EXTRACTED ENTRIES:

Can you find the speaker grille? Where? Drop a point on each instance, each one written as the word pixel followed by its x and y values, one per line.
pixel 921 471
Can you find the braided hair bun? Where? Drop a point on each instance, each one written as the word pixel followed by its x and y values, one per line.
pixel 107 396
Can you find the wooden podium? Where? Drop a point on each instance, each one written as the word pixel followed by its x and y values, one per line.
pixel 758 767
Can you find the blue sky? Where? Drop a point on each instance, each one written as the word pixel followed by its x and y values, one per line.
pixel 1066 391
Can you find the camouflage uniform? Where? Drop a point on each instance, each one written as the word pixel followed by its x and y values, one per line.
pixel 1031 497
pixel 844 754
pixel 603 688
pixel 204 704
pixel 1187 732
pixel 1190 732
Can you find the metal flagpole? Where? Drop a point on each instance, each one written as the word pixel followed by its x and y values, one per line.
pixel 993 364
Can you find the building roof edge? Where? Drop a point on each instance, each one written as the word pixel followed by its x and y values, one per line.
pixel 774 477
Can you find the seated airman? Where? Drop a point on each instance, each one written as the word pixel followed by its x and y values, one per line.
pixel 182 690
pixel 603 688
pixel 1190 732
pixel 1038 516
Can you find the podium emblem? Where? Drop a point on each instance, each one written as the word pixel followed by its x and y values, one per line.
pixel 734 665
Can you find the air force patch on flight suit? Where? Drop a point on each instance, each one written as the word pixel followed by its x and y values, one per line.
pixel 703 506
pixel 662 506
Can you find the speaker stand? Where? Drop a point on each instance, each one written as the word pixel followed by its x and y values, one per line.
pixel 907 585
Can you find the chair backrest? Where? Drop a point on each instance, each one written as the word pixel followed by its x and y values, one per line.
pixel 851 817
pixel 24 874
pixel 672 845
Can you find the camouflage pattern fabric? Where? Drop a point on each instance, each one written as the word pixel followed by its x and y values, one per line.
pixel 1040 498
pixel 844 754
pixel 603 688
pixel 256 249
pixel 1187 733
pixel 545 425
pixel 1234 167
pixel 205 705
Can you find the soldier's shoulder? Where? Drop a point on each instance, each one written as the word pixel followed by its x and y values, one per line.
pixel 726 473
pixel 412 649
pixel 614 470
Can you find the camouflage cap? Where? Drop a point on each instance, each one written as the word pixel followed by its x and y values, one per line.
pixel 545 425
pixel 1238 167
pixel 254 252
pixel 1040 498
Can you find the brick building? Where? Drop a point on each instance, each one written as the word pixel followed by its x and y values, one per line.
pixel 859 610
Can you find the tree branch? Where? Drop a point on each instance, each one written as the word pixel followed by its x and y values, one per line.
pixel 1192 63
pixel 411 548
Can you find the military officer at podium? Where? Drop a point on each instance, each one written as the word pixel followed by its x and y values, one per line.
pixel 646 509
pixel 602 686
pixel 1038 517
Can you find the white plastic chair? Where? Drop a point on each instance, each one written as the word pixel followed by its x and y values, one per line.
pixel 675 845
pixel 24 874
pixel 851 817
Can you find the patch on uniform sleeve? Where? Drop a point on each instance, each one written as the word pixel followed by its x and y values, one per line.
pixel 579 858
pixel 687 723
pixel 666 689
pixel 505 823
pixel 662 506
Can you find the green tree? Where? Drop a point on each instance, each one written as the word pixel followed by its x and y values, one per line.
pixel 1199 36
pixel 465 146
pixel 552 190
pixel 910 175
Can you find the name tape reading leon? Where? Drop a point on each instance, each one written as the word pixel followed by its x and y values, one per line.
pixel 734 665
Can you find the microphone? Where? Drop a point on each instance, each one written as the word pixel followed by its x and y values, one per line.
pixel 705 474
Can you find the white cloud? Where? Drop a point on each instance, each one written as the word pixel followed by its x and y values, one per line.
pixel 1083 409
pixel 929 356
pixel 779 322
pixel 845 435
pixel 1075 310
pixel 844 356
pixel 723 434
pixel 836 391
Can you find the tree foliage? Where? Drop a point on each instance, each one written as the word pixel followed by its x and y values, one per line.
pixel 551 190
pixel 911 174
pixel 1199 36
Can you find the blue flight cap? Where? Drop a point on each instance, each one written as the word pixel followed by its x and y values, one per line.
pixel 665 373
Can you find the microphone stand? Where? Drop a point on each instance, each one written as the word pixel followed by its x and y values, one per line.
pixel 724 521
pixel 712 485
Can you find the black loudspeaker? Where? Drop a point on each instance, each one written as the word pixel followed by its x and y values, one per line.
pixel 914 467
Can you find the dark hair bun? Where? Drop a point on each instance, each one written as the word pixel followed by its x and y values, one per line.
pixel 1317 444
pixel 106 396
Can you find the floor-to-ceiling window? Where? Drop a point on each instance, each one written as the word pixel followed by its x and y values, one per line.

WHAT YOU WILL DO: Return the listing above in full, character for character.

TASK SOLUTION:
Can you find the speaker grille? Where? Drop a point on each instance, each one written as the word pixel followed by its x and y values, one per line.
pixel 921 471
Can you find the braided hair bun? Where? Drop a point on each instance, each one written as the word pixel followed by its x and y values, one per line.
pixel 107 396
Can you find the wooden podium? Where? Drop a point on each instance, each one written as the word pixel followed by its x and y values, one per line.
pixel 758 767
Can you find the blue sky? Where? Drop a point on each instance, each one written as the word pixel followed by its x and y values, one per line.
pixel 1066 391
Can you find the camouflage uniform? Where? Drop a point on each instance, each one written as the word pixel followed by its x and y values, one per line.
pixel 1031 497
pixel 844 754
pixel 603 688
pixel 204 704
pixel 1187 732
pixel 1190 732
Can you find the metal flagpole? Where? Drop a point on each instance, each one written as the word pixel followed by its x and y values, one per line.
pixel 993 364
Can you find the building roof edge? Where? Drop a point on each instance, each one written as the word pixel followed by its x and y values, one per line.
pixel 774 477
Can you find the seated airman? Where? Drop a point on each instance, each one written as the word pixel followed by its x and y values, one per line.
pixel 182 690
pixel 603 688
pixel 1190 732
pixel 1038 516
Can you find the podium emblem? Where? Drop a point on each instance, each one written as the word pixel followed by its x and y values, one per line.
pixel 734 665
Can you find the air force patch on flight suit? Where? Drop a point on each instance, each one written as the word pixel followed by its x and y values, one per line.
pixel 703 506
pixel 662 506
Can you find the speaker stand? Where? Drop a point on each instance, each one written as the word pixel followed by its x and y values, one per line.
pixel 907 585
Can you find the chair backrest? Where? Drop a point on each instance, each one written as the word pixel followed by its x and y values, one per line.
pixel 851 817
pixel 24 874
pixel 672 845
Can you find the camouflage pattern fabric? Where? Drop a point on each instance, each one written as the word pixel followed by its x and y values, one per line.
pixel 1040 498
pixel 844 754
pixel 603 688
pixel 256 249
pixel 1187 733
pixel 545 425
pixel 1234 167
pixel 205 705
Can you find the soldier's shoulder? Where? Drop a point on each instance, each one written as the word pixel followed by its x and y values, one per line.
pixel 726 473
pixel 412 649
pixel 614 470
Can you find the camouflage cap? Where? Drop a point on each instance, each one written as the word pixel followed by its x and y values, one per line.
pixel 545 425
pixel 1238 167
pixel 254 252
pixel 1040 498
Can you find the brick building? Where? Drop a point on each instance, each one written as the word pixel followed by its x and y values, one per line.
pixel 859 610
Can you find the tree branch? Where? Drop a point on each instance, each one written as the word pixel followed by its x and y values, one per line.
pixel 1192 63
pixel 411 548
Can you find the military officer at podium? Where? Drop a point on each instance, each one written as the word pixel followed by its x and y values, one per line.
pixel 646 509
pixel 602 686
pixel 1038 517
Can you find the white plastic chair? Where? Drop a point on each instance, each one written as the word pixel followed by its x and y values, one per line.
pixel 675 845
pixel 24 874
pixel 851 817
Can you find the patch on uniform sleeve? Where? Drop a point on each instance, each one written as the word pixel followed by its x and y values, one per line.
pixel 579 858
pixel 687 723
pixel 666 689
pixel 505 823
pixel 662 506
Can you find the green tree? Where? Drop a point on each instance, each one written as the word pixel followed by its x and y values, one per line.
pixel 1199 36
pixel 465 146
pixel 552 190
pixel 910 175
Can you find the name tape reading leon? Where? Drop a point on each instance, each one written as the word pixel followed by its x and y values, one per line.
pixel 734 665
Can you find the microphone? Where? Drop a point on each instance, each one written as the word pixel followed by its x and y values, one per line.
pixel 705 474
Can you find the white cloud? Where? Drop a point on each instance, each one written as the word pixel followed by its x and y values, one per line.
pixel 1083 409
pixel 929 356
pixel 779 322
pixel 845 435
pixel 1075 310
pixel 844 356
pixel 723 434
pixel 836 391
Can you find the tree foliage? Where? Drop a point on each instance, each one written as the word pixel followed by its x and y values, one per line.
pixel 551 190
pixel 911 174
pixel 1199 36
Can you find the blue flight cap? Where? Drop a point on each instance, each one written as the word pixel followed by its x and y values, one per line.
pixel 665 373
Can you find the microphone stand? Where? Drop a point on each instance, each one written as the word pixel followed by its x and y values, one per line.
pixel 724 521
pixel 712 485
Can you find the black loudspeaker? Where? Drop a point on each instance, each one written as the word pixel followed by its x and y values, one per line.
pixel 914 467
Can you find the dark hair bun? Where? Drop a point on each instance, each one written as the word pixel followed by its x and y values, one per line.
pixel 1317 444
pixel 106 396
Can you find the floor-to-ceiling window? Where? Drop a point on each instance, each one written as the word pixel followed by its x and y values, one per line.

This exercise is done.